--- Exercise ---
Please copy the listing below line for line, keeping every character unchanged.

##########

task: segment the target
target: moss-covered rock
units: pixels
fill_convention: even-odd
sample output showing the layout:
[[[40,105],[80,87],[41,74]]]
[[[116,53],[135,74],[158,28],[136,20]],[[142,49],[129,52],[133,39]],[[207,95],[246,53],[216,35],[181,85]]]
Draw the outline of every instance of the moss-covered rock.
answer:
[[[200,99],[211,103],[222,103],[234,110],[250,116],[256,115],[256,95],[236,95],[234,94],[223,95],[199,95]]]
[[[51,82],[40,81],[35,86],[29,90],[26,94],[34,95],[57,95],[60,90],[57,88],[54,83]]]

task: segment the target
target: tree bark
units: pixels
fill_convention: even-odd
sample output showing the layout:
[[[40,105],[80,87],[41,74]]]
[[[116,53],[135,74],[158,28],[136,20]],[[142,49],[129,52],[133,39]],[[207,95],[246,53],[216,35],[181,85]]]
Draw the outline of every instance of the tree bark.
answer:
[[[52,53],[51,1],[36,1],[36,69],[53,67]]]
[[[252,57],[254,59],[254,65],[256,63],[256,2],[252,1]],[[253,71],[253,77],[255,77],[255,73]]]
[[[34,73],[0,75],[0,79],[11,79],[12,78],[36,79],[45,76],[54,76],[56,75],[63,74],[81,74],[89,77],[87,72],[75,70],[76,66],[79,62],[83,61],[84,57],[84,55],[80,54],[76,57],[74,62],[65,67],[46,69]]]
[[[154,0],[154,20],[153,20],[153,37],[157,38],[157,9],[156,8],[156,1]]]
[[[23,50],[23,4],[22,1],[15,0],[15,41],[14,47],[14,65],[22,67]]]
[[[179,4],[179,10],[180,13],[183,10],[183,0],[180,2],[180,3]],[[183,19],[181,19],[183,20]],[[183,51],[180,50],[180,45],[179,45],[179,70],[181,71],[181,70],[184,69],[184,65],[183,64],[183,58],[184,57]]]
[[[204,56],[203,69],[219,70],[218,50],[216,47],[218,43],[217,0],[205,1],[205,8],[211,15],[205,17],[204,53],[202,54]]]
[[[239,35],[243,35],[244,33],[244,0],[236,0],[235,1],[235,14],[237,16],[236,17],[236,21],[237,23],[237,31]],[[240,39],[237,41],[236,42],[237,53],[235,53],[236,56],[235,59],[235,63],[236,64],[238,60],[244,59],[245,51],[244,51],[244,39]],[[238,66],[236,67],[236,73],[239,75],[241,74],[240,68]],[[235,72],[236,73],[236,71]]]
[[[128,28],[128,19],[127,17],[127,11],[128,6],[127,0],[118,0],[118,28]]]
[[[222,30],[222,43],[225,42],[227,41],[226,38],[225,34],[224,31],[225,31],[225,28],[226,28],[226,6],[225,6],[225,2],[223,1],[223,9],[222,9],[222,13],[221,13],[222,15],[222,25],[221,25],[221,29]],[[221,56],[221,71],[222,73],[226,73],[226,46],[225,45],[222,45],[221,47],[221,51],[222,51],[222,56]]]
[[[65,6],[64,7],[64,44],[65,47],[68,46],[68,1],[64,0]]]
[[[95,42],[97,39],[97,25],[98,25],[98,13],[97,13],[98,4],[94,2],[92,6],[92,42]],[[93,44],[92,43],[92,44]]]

##########

--- Response ---
task: segment the target
target: moss-covered rock
units: pixels
fill_convention: even-odd
sample output showing the layout:
[[[40,105],[80,87],[41,74]]]
[[[116,53],[135,74],[158,28],[136,20]],[[142,49],[129,52],[133,39]],[[207,95],[246,53],[216,35],[181,85]]]
Draw the outline of every instance of the moss-covered rock.
answer:
[[[200,99],[211,103],[222,103],[234,110],[250,116],[256,115],[256,95],[236,95],[234,94],[223,95],[199,95]]]
[[[51,82],[40,81],[35,86],[29,90],[26,94],[34,95],[57,95],[60,90],[57,88],[54,83]]]

task: segment the target
target: tree bark
units: pixels
fill_convention: even-odd
sample output showing the layout:
[[[40,105],[80,87],[41,74]]]
[[[116,53],[135,74],[158,28],[136,20]],[[142,49],[129,52],[133,39]],[[207,95],[246,53],[216,35],[181,85]]]
Draw the outline of every instance of the tree bark.
answer:
[[[52,53],[51,1],[36,1],[36,69],[53,67]]]
[[[252,57],[254,59],[254,65],[256,63],[256,2],[252,1]],[[253,71],[253,77],[255,77],[255,73]]]
[[[34,73],[0,75],[0,79],[11,79],[12,78],[36,79],[45,76],[54,76],[56,75],[63,74],[81,74],[89,77],[87,72],[75,70],[76,66],[79,62],[83,61],[84,57],[84,55],[80,54],[76,57],[74,62],[65,67],[46,69]]]
[[[154,0],[154,20],[153,20],[153,37],[157,38],[157,9],[156,8],[156,1]]]
[[[23,50],[23,4],[22,1],[15,0],[15,41],[14,47],[14,65],[22,67]]]
[[[179,4],[179,10],[180,13],[183,10],[183,0],[180,2],[180,3]],[[183,19],[181,19],[183,20]],[[183,51],[180,50],[180,45],[179,45],[179,70],[181,71],[181,70],[184,69],[184,65],[183,64],[183,58],[184,57]]]
[[[204,56],[203,69],[219,70],[218,50],[216,47],[218,43],[217,0],[205,1],[205,8],[211,15],[205,17],[204,53],[202,54]]]
[[[239,35],[243,35],[244,33],[244,0],[236,0],[235,1],[235,14],[237,16],[236,17],[236,21],[237,23],[237,31]],[[240,39],[237,41],[236,42],[237,53],[235,53],[236,56],[235,59],[235,63],[236,64],[238,60],[244,59],[245,51],[244,51],[244,39]],[[238,66],[236,67],[236,73],[239,75],[241,74],[240,68]],[[235,72],[236,73],[236,71]]]
[[[128,28],[128,19],[127,17],[127,11],[128,6],[127,0],[118,0],[118,28]]]
[[[222,30],[222,43],[225,42],[227,41],[226,38],[225,34],[224,31],[225,31],[225,28],[226,28],[226,6],[225,6],[225,2],[223,1],[223,9],[222,9],[222,13],[221,13],[222,15],[222,25],[221,25],[221,29]],[[221,56],[221,71],[222,73],[226,73],[226,46],[225,45],[222,45],[221,47],[221,51],[222,51],[222,56]]]
[[[65,6],[64,7],[64,44],[65,47],[68,46],[68,1],[64,0]]]
[[[95,42],[97,39],[97,25],[98,25],[98,13],[97,13],[98,4],[94,2],[92,6],[92,42]],[[93,44],[92,43],[92,44]]]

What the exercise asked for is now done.